DATOS PROPORCIONADOS:

···

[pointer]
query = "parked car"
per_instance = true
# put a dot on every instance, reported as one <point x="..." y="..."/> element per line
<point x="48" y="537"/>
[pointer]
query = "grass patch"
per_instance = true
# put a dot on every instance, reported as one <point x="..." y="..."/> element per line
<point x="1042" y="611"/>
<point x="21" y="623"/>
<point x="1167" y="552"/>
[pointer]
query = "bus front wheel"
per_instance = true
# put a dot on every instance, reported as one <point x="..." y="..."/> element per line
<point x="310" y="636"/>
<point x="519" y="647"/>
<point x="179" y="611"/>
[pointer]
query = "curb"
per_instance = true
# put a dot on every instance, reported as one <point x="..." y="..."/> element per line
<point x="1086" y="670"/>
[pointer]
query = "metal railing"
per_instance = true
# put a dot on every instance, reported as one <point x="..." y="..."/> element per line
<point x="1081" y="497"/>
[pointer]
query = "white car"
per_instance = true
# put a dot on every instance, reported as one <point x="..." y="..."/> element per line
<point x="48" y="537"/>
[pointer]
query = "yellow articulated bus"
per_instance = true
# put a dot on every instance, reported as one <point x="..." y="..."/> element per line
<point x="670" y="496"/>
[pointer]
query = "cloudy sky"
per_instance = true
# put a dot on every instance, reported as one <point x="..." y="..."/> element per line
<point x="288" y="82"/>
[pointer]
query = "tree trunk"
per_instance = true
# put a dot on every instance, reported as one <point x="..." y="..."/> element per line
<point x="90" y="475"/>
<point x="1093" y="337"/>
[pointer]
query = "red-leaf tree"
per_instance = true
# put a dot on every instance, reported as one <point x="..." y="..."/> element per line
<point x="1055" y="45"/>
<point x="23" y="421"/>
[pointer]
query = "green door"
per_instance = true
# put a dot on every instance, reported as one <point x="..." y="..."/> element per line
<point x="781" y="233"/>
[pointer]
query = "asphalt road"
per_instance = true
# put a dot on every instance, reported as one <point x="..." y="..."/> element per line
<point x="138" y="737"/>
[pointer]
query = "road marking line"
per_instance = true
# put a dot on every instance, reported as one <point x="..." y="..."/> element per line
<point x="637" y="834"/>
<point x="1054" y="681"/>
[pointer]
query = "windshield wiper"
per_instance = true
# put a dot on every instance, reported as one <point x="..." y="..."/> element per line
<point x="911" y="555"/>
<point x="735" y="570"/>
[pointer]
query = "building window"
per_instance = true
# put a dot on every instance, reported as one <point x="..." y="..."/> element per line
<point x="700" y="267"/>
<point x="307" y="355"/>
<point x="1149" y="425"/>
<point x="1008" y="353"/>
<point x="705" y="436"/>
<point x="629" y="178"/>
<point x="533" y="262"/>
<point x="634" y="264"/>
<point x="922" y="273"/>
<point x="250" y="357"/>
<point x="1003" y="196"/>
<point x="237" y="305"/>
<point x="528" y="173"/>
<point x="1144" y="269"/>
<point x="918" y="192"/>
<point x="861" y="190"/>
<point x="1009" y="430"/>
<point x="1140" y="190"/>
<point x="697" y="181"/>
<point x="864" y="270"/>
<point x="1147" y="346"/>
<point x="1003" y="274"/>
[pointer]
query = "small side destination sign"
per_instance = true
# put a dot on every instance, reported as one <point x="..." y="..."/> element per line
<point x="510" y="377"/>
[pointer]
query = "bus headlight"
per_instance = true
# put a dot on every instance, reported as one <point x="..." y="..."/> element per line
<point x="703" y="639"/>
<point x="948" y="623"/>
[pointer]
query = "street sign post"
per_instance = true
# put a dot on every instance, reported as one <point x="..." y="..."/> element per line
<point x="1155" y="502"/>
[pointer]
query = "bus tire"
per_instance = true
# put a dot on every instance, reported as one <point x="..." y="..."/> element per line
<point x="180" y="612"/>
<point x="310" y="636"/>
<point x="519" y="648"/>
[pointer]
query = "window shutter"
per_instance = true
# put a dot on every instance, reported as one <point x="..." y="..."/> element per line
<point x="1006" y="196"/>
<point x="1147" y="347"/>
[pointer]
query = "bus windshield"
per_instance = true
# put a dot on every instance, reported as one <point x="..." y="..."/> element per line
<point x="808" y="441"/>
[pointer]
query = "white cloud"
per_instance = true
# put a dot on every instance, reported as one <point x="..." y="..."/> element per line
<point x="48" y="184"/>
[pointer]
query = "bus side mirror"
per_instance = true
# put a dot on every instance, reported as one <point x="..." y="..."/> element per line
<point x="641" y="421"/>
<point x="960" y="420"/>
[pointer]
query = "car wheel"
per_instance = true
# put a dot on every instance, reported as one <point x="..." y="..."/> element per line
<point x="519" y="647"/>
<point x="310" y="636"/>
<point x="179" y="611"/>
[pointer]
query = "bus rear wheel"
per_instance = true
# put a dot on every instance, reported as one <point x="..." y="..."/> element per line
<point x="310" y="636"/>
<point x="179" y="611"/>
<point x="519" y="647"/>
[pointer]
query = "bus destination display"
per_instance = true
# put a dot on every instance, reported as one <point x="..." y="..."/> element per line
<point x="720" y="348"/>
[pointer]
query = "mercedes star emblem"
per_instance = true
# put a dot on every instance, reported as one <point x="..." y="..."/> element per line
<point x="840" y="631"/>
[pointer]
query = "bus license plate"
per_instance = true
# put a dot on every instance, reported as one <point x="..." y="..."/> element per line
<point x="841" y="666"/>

···

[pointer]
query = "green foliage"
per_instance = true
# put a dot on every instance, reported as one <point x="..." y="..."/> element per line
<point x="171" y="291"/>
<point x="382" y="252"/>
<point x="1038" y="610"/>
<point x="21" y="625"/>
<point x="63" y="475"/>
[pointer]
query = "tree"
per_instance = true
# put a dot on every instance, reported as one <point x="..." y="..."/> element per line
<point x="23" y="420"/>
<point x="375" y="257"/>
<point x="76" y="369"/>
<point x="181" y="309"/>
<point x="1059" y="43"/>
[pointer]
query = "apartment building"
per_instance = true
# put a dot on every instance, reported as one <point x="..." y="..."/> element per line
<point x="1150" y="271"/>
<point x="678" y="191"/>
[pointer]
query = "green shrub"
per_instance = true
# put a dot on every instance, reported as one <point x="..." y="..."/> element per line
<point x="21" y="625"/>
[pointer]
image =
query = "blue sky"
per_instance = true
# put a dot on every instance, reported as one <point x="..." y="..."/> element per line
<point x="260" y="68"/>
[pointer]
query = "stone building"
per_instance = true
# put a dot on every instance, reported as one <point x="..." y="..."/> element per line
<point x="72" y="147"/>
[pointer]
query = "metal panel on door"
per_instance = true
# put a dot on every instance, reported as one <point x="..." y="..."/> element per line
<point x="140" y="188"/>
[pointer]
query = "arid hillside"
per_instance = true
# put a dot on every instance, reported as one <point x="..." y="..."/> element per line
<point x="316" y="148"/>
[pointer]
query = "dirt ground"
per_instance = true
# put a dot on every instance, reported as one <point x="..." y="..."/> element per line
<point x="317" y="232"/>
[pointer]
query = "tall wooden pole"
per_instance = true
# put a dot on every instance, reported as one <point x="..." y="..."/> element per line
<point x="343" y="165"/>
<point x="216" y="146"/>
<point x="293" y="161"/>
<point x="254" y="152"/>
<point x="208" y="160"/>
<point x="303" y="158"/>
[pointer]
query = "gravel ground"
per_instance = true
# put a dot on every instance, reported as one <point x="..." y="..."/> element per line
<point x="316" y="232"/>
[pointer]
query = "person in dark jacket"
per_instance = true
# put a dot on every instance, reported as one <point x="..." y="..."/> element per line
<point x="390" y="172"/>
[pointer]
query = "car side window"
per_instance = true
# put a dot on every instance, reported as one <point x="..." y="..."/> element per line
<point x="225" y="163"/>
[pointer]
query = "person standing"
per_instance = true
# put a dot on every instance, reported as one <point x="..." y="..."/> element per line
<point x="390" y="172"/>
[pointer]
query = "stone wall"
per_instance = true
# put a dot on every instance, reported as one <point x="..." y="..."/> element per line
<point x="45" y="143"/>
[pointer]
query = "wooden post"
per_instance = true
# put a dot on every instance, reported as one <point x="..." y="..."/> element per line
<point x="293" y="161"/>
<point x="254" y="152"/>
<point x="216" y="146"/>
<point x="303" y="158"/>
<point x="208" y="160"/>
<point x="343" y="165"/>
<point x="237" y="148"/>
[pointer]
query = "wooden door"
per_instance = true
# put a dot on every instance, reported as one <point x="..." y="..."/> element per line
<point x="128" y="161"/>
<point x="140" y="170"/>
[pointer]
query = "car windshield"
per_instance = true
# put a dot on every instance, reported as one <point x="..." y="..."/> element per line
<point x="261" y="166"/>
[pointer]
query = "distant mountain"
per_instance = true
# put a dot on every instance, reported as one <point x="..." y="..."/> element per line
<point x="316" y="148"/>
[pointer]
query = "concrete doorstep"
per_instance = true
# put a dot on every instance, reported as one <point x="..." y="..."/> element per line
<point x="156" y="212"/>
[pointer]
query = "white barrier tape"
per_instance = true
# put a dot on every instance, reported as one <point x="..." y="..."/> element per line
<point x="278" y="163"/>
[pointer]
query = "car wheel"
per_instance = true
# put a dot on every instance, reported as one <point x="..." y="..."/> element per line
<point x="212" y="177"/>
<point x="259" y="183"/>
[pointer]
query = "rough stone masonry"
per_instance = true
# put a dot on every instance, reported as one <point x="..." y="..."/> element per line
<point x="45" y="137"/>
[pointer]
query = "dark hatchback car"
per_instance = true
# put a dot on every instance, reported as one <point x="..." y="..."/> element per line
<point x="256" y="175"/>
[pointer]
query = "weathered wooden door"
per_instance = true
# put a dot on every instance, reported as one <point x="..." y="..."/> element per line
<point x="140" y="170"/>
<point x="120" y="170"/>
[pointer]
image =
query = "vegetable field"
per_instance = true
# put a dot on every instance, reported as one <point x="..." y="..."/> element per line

···

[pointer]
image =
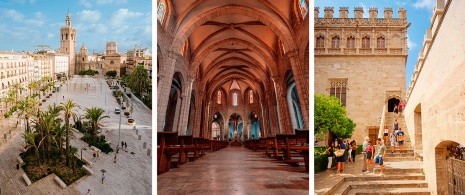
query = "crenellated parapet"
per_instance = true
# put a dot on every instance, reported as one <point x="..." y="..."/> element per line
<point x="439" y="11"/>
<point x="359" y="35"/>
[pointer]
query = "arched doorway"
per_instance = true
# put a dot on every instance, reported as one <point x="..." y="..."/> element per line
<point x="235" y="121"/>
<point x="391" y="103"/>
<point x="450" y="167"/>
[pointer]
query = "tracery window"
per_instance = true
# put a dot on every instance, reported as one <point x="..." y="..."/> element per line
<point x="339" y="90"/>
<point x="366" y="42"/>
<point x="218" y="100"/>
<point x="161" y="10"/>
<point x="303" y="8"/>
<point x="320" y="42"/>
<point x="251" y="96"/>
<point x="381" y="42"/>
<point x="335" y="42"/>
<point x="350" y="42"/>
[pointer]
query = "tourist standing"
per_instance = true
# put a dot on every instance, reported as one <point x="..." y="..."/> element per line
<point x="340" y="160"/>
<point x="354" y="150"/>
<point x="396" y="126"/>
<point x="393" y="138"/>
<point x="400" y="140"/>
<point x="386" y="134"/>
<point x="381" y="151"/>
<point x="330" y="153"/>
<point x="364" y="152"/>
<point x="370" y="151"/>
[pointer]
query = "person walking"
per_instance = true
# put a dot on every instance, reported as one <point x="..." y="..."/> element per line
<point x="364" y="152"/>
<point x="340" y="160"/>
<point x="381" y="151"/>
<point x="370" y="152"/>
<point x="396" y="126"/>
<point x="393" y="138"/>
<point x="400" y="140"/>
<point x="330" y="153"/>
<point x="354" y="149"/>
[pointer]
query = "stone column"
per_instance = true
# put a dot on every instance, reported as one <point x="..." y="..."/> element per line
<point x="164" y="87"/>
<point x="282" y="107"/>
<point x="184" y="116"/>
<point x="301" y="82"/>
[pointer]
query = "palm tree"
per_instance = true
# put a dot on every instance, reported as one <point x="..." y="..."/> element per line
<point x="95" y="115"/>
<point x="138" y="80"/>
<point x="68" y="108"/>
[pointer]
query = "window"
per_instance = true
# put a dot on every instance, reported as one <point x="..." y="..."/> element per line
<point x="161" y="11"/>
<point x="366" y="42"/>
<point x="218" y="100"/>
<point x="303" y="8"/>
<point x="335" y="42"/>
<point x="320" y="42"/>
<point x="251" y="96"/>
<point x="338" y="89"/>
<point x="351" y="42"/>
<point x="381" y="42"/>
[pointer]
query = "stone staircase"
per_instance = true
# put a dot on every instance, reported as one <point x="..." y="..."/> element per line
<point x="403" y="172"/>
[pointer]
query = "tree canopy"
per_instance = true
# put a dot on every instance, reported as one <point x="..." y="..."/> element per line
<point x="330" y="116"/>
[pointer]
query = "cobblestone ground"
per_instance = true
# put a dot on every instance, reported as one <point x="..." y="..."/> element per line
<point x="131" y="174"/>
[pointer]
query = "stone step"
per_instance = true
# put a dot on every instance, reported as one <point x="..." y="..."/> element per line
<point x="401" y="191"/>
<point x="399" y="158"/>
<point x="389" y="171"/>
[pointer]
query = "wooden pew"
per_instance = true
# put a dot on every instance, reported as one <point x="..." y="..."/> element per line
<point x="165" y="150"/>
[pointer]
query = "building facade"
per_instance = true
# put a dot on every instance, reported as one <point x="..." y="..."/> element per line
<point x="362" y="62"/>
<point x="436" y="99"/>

···

RETO:
Por favor, cuenta cuántas líneas de los datos contienen la cadena "post" y responde solo con ese número. Distingue entre mayúsculas y minúsculas.

RESULTADO:
2